- [Activities]
1) Which priests does the post about Pope Benedict name as the ones whose crimes Cardinal Law helped cover up?
2) According to the post about Pope Benedict, why is Cardinal Law "off the hook" when others who did the same would be in prison?

** Opening Page text block **

I love the name Pope BENEDICT. It always sounds like something out of Monty Python. I guess he could have chosen Heinrich, oder Adolph. Or if he were American maybe something along the lines of John Wayne (as in Gacy) (I know, I know it's a saint thing, but it would seem that John Wayne Gacy had at least some of the qualifications to be a saint- oh, raping small children is not one of them, who would have thought?)
Pope Benedict led the world's 1.1 billion Roman Catholics into Christmas at a midnight mass Thursday in which he appealed for an end to child abuse in all its forms...
Benedict, celebrating the fourth Christmas of his pontificate, spoke out against the abuse of minors -- ranging from parents who abandon their children to armed groups that recruit child soldiers...
Benedict said Catholics had to "do everything in our power to put an end to the suffering of these children."
Well gosh, here's an idea Bennie: stop harboring pedophile priests and those who enabled them. Cardinal Law, who was an accomplice after the fact who harbored multiple felons and moved them from church to church so they could abuse more children, holds a number of positions of authority in Rome after being forced to resign from the Boston diocese for helping cover up the crimes of Paul Shanley, Robert Gale and John Geoghan.
You really want to pledge to do everything you can to end child abuse? Turn Law over to the police. Anyone in any other position of authority who did what he did - school administrator, physician, social worker, psychologist, etc - would be in prison for it. But because this man has an ecclesiastical title, he's off the hook. Instead of turning him over to the police, the church made him a member of the Pontifical Council for the Family. That's just plain sick.

** Closing Page text block **
** Opening Given information block **

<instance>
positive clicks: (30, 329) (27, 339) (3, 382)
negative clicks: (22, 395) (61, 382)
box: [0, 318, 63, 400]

** Closing Given information block **

- [List of answers]
1) Paul Shanley, Robert Gale and John Geoghan.

2) He has an ecclesiastical title. Rather than turning him over to the police, the church made him a member of the Pontifical Council for the Family.